#### [Given passage]
+ + + + + + +

Romania's Confused Geopolitics

 Starting with 1968, Romania's geopolitical situation and the foreign policy of the Romanian state stopped taking into account the country's historical ties and the geographical area it belongs to .This situation has changed unfortunately little since.

For a long period of time, the modern Romanian state had a policy of alliances that reflected the fact that the country's political elites had a very clear idea about Romania's actual enemies, its potential enemies and the states that could be of help in obtaining or defending its independence.
Until the end of the 19th century, the number one enemy of the newly created Romanian state was the Ottoman Empire, against which the Romanian army fought, alongside the Russian troops, to obtain its independence. Second on the list of Romania's enemies was, until its disappearance in 1918, the Austro-Hungarian empire.
After the union with Transylvania, Moldova and Bucovina in 1918 and the victory of the Bolshevik revolution in Russia, the main enemy of Greater Romania became the USSR, a communist state that emerged from the ruins of the old Russian empire. This enmity, it is worth emphasising, did not have a historical or geopolitical basis, being of a purely ideological nature ( in fact, between 1934 and 1936 Titulescu negotiated with USSR's Litvinov a non-aggresion pact with the Soviet Union ). For the Romanian political class in the interwar period, however, Soviet communism represented a permanent and real threat, because the infiltration of Moscow's agents had the potential to undermine the stability of the Romanian state.
The second great enemy of Romania in the interwar period was Nazi Germany, which in 1938 imposed on Romania, through the Vienna Diktat, the cession of northwestern Transylvania to Hungary. The success of the Nazis in Vienna encouraged Stalin in 1940 to demand by means of an ultimatum the reunification of Moldova with the USSR.
Until 1937, Romania had a policy of regional alliances well thought out by the then foreign minister, Nicolae Titulescu. This is how the Little Entente appeared, a pact signed in 1920-21 between Romania, Czechoslovakia and the Kingdom of Serbo-Croatian-Slovenes directed against Austro-Hungarian revisionism and the Balkan Pact of 1934 between Greece, Romania, the Kingdom of Serbo-Croatian-Slovenian and Turkey.
In 1941, the first and perhaps the most serious geopolitical error occurred, when Marshal Antonescu - the head of the Romanian state at the time - decided to participate with a million soldiers in the Nazi invasion of the USSR, although the dictator Salazar of Portugal advised him, in a secret diplomatic communication, to opt for Romania's neutrality.
After the occupation of Romania în 1945 by the Red Army, the ally of the Romanian state became the USSR, together with all the member states of the Warsaw Treaty. This time, Romania had a collective enemy, Western Europe, represented militarily in the area by NATO, which appeared in 1949.
It is nevertheless remarkable that the communist regime in Bucharest managed to convince Moscow to withdraw its troops from Romania as early as 1958, 31 years before that happened in the other communist states from Central and South-Eastern Europe.

+ + + + + + +

Lines from a point labeling set
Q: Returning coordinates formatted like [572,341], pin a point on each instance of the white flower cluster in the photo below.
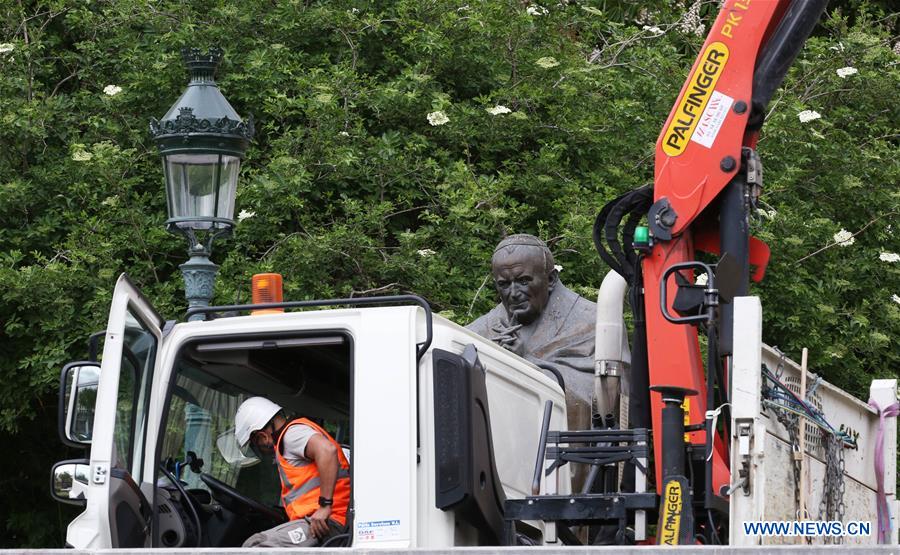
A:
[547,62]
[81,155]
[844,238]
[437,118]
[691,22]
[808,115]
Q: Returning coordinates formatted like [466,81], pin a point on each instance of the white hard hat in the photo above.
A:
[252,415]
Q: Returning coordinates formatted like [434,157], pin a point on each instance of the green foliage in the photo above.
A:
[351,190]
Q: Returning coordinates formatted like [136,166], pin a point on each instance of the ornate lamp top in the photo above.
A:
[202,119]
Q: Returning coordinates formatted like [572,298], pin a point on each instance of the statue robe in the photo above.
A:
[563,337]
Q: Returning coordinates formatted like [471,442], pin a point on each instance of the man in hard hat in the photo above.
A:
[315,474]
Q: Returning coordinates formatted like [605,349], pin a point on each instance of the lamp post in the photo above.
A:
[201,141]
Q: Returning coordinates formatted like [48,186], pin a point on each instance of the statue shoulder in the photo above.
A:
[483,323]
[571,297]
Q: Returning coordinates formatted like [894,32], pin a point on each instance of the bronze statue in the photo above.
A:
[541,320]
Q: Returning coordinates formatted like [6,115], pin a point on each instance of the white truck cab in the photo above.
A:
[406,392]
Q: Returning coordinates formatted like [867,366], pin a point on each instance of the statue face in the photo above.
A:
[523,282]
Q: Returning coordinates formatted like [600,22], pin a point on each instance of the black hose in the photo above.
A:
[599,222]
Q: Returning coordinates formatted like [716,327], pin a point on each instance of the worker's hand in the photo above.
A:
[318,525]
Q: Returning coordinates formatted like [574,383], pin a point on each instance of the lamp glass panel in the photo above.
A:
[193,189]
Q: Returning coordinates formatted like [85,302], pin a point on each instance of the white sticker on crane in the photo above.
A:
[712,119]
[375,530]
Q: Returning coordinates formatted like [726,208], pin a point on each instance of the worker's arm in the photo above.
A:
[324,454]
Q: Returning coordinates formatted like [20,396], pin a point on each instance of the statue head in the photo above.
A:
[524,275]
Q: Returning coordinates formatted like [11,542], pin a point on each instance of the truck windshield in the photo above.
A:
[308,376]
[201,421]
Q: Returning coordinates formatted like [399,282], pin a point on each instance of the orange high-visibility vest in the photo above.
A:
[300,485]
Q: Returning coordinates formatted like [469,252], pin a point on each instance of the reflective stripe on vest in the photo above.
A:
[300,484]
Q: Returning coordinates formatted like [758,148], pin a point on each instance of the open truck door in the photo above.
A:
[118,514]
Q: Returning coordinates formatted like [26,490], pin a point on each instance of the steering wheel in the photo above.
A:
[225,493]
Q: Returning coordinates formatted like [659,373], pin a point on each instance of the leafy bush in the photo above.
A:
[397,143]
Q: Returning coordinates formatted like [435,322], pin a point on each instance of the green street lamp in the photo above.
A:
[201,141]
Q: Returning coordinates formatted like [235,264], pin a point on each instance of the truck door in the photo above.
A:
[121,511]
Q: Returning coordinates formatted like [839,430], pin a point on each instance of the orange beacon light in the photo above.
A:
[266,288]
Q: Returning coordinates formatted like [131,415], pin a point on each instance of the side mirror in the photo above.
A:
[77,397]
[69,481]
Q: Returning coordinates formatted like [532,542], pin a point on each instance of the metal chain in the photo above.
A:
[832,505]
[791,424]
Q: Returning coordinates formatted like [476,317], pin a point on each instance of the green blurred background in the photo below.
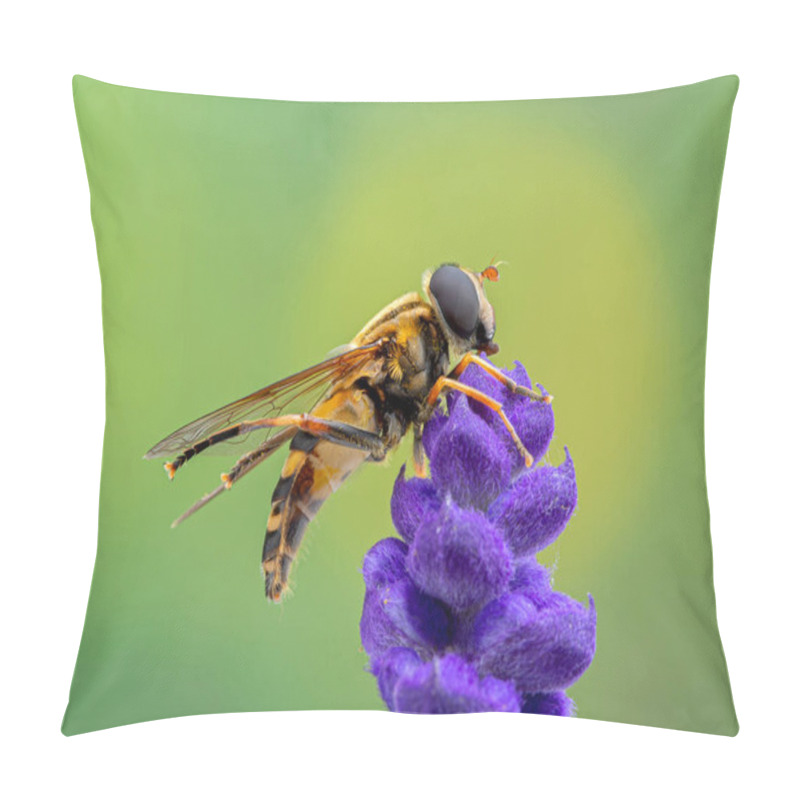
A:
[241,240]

+ + + + + + +

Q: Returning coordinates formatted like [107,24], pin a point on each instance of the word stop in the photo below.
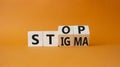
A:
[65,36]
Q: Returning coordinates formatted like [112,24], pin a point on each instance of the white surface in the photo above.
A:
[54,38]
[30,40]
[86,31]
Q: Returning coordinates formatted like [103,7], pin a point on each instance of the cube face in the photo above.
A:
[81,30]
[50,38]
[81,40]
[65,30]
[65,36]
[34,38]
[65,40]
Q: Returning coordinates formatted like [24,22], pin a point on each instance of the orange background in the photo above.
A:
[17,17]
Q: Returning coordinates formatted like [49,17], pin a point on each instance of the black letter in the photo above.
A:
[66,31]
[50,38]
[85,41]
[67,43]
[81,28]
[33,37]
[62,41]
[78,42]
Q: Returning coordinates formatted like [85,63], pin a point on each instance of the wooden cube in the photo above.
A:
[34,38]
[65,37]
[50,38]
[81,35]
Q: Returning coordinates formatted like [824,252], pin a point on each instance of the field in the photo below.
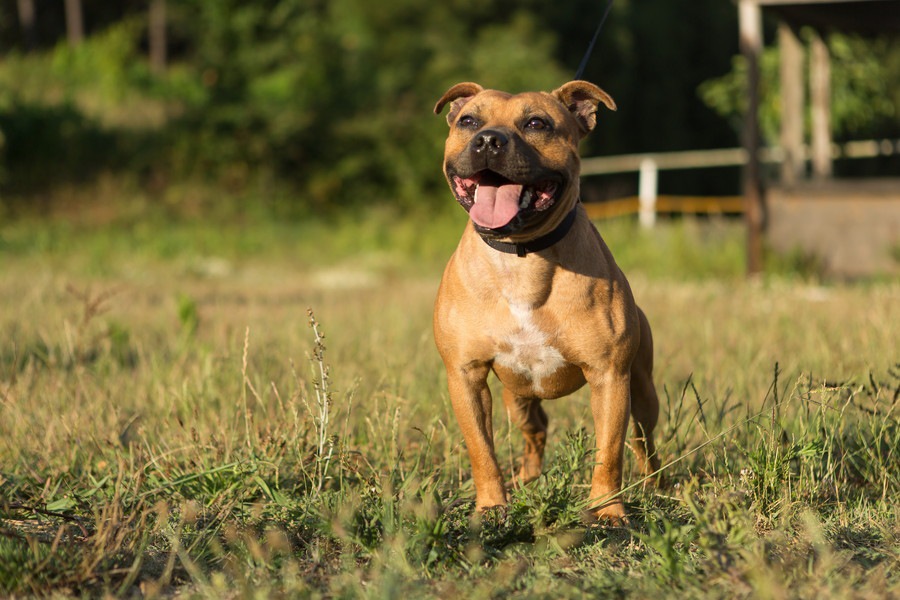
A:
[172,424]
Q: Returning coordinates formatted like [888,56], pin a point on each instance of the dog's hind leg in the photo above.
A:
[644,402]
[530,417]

+ + + + + + +

#### [Goal]
Name each person mentioned in the text on Romania's geopolitics.

#### [Result of the exercise]
- Nicolae Titulescu
- Litvinov
- Stalin
- Marshal Antonescu
- Salazar